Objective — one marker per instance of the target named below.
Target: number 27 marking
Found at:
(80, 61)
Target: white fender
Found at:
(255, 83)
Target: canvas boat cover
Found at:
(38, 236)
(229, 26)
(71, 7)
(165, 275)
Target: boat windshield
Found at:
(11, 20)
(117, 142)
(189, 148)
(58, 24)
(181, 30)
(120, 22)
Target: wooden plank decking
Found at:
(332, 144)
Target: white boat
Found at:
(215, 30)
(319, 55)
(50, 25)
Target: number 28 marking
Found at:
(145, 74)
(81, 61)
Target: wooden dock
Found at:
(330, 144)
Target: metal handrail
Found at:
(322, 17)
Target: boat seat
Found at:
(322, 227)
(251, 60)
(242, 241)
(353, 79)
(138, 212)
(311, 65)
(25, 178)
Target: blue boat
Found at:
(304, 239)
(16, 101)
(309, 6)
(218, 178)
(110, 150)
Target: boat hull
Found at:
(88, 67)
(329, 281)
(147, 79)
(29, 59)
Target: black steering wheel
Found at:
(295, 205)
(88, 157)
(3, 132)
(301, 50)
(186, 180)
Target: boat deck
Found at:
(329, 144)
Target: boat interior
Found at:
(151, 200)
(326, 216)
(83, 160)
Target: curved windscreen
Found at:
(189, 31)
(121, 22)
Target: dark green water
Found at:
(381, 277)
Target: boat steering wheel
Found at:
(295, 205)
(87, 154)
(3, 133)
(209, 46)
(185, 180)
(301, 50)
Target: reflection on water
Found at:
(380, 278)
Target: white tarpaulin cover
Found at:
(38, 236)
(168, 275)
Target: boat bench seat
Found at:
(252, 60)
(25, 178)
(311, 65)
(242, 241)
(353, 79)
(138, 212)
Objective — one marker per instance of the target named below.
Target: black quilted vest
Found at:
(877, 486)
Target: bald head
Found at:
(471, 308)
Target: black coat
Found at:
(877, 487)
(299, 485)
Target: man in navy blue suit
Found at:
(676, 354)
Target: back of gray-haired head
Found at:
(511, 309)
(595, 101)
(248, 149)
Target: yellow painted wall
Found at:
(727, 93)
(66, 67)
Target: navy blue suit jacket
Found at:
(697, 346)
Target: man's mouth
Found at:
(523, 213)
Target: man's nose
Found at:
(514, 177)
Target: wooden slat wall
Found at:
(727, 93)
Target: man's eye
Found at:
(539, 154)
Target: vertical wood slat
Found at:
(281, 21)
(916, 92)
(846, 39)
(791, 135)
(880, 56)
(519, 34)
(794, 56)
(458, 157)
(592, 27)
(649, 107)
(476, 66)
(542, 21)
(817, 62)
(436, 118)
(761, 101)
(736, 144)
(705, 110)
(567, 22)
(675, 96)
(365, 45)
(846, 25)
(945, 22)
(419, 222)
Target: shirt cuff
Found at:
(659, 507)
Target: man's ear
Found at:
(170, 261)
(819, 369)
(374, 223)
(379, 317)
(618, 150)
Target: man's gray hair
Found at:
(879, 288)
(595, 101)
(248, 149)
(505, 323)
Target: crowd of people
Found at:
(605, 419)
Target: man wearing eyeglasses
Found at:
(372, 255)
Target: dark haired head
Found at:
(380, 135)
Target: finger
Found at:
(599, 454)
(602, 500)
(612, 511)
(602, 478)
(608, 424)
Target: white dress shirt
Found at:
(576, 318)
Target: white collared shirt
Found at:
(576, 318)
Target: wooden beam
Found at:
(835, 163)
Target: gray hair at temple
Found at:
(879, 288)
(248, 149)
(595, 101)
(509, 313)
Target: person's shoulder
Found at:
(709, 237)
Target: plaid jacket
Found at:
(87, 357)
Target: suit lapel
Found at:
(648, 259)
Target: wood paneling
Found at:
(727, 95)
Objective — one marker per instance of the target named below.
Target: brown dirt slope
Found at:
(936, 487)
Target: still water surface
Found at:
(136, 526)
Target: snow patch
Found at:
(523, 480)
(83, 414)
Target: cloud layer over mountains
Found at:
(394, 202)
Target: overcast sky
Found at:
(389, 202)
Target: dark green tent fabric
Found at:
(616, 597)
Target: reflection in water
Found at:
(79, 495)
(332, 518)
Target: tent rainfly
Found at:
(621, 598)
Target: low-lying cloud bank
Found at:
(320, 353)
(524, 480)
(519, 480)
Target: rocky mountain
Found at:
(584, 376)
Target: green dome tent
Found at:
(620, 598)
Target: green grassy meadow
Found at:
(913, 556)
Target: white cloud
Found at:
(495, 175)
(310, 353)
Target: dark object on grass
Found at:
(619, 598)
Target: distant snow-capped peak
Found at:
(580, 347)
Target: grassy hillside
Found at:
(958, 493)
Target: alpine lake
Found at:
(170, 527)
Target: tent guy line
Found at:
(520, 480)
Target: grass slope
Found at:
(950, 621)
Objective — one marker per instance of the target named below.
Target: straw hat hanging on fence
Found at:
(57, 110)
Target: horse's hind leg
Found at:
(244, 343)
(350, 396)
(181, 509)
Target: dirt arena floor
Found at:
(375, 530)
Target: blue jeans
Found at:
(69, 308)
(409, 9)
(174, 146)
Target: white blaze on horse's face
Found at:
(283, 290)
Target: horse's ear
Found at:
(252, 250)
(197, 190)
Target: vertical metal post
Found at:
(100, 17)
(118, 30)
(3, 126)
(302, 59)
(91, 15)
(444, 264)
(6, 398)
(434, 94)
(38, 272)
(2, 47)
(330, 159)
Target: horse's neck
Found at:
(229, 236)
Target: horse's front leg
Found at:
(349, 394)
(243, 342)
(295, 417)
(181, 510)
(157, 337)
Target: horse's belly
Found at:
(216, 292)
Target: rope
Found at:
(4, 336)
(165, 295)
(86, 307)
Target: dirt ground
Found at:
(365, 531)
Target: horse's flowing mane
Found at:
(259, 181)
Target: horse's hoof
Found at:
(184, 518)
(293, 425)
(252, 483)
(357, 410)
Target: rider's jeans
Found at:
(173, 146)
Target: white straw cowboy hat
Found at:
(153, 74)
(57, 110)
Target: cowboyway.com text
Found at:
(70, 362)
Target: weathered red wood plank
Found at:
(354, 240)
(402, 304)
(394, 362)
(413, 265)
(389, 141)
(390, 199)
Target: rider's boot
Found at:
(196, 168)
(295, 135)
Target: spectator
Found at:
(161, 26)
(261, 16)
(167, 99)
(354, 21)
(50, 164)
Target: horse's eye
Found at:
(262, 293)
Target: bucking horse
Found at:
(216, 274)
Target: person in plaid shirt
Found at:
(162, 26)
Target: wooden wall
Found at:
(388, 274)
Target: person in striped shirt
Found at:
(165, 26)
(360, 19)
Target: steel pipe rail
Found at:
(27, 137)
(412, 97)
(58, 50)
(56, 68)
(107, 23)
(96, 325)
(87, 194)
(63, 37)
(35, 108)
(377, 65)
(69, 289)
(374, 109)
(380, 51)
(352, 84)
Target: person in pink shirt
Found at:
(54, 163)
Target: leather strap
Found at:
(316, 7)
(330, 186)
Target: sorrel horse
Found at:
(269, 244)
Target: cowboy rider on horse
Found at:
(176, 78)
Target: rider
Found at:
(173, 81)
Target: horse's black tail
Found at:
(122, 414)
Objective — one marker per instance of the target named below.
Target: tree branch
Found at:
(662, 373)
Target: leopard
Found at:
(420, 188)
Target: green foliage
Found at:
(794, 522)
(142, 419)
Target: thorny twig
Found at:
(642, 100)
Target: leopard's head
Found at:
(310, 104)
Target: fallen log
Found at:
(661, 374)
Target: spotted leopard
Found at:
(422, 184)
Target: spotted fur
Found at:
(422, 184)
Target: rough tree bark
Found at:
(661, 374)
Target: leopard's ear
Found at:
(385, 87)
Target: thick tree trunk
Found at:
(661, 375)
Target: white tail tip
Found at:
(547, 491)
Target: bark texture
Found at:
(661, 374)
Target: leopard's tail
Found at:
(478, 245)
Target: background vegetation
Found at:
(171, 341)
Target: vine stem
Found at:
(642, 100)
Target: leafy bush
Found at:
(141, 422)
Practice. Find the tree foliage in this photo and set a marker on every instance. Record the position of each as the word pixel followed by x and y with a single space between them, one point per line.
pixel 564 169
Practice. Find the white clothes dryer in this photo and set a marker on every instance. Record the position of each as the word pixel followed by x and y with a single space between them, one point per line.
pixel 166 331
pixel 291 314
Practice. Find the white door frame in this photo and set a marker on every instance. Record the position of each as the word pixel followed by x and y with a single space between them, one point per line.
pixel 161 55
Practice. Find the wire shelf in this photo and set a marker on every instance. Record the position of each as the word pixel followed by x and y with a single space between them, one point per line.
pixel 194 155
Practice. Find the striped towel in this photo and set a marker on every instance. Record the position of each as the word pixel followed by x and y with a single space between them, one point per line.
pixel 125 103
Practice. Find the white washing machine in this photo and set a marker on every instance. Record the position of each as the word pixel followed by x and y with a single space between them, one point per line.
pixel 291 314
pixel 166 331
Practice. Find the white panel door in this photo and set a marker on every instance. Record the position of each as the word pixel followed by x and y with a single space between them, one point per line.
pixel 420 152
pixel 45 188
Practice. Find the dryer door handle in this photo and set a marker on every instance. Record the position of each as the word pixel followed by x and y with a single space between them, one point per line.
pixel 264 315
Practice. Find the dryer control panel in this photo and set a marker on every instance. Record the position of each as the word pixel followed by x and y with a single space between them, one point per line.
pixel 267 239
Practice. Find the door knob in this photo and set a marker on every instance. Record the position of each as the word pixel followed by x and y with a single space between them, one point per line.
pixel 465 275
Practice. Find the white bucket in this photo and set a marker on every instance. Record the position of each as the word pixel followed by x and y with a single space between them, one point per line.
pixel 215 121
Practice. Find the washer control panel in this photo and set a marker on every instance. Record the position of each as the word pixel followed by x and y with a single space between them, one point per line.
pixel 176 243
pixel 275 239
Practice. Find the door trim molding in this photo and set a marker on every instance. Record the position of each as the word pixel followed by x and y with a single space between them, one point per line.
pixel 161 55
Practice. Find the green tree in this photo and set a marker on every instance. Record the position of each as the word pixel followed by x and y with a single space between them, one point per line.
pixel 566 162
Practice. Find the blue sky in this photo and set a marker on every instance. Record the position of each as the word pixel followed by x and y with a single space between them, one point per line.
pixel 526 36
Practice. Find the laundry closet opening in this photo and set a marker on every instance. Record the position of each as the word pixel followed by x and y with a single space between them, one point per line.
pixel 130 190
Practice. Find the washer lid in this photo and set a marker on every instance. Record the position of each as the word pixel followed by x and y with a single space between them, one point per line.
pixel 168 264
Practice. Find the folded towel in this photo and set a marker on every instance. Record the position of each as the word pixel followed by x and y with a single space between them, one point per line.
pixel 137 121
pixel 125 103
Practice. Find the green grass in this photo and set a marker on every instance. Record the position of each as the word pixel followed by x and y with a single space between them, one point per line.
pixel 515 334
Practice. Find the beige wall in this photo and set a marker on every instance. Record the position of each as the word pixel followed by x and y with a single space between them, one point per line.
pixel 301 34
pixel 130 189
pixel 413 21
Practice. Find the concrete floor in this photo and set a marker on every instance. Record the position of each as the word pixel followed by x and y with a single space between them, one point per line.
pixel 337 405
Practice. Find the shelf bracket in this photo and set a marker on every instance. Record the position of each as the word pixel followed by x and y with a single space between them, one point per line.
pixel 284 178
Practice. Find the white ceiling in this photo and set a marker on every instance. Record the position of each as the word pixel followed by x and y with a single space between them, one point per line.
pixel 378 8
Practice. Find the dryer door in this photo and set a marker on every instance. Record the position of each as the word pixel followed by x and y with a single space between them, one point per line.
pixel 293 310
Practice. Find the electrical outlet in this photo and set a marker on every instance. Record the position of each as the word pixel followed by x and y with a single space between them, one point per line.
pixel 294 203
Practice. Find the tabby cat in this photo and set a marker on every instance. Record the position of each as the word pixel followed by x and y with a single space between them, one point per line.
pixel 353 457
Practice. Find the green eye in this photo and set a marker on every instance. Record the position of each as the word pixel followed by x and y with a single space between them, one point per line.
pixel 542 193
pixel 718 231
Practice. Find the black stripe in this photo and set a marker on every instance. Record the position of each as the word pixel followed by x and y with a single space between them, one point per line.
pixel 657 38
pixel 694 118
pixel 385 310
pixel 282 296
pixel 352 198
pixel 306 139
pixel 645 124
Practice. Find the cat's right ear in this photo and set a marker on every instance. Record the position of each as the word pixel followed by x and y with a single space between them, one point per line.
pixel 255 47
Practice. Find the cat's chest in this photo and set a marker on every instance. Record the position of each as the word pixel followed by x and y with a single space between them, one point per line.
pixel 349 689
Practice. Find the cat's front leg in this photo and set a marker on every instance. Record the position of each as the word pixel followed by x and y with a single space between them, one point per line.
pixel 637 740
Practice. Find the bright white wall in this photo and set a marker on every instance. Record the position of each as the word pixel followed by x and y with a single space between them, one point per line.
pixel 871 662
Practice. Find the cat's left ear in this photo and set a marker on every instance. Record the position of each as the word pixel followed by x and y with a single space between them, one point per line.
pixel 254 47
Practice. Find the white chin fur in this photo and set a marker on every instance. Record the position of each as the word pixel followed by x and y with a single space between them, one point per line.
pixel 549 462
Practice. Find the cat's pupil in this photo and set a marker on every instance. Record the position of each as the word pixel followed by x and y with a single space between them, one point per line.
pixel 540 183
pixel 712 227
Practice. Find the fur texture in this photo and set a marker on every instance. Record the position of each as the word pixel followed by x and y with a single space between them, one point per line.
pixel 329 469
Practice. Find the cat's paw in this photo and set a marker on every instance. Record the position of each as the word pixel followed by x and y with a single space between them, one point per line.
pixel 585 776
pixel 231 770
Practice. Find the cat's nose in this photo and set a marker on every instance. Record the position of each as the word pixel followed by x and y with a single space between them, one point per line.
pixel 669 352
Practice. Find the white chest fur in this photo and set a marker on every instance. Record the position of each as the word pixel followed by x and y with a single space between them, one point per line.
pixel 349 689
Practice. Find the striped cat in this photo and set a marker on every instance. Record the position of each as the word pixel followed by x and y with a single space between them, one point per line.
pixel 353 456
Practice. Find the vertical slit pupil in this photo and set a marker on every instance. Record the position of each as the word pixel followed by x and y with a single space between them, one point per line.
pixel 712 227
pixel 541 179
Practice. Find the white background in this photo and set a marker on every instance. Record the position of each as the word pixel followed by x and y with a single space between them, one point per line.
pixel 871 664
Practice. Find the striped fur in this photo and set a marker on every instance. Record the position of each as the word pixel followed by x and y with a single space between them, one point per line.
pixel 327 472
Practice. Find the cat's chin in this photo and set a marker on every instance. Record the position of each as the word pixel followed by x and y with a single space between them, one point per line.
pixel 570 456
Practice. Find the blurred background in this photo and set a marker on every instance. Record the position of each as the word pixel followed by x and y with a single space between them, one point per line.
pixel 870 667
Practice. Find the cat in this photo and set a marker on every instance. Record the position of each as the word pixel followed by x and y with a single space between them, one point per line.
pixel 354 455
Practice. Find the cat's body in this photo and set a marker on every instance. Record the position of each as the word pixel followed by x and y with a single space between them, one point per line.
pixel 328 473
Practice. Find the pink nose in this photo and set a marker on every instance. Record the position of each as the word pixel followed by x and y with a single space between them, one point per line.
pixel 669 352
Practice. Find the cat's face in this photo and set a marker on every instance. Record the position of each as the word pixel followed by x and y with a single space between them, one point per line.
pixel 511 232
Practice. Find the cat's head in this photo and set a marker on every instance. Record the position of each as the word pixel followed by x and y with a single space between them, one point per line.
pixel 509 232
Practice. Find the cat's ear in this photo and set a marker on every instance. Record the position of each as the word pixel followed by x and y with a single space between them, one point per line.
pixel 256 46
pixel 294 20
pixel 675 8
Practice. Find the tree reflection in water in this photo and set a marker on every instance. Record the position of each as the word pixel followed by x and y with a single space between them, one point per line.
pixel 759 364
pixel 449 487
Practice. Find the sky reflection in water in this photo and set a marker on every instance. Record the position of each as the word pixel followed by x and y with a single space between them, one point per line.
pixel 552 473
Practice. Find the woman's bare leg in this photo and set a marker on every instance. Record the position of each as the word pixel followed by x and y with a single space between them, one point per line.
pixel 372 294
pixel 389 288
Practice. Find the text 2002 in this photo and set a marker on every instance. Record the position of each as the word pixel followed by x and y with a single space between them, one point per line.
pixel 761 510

WHAT YOU HAVE TO DO: Can you write out everything from the line containing "Practice. Find the electrical" down to the line containing "pixel 353 457", both of those lines included, without changing a character?

TASK SOLUTION:
Practice. Find the electrical outlet in this photo and set a marker on every instance. Record the position of each as the word pixel followed by x and y with a single space between them, one point per line.
pixel 294 203
Practice. Find the tabby cat in this photo and set a marker on every instance. Record the position of each as the word pixel followed by x and y with a single space between them, one point per line.
pixel 353 457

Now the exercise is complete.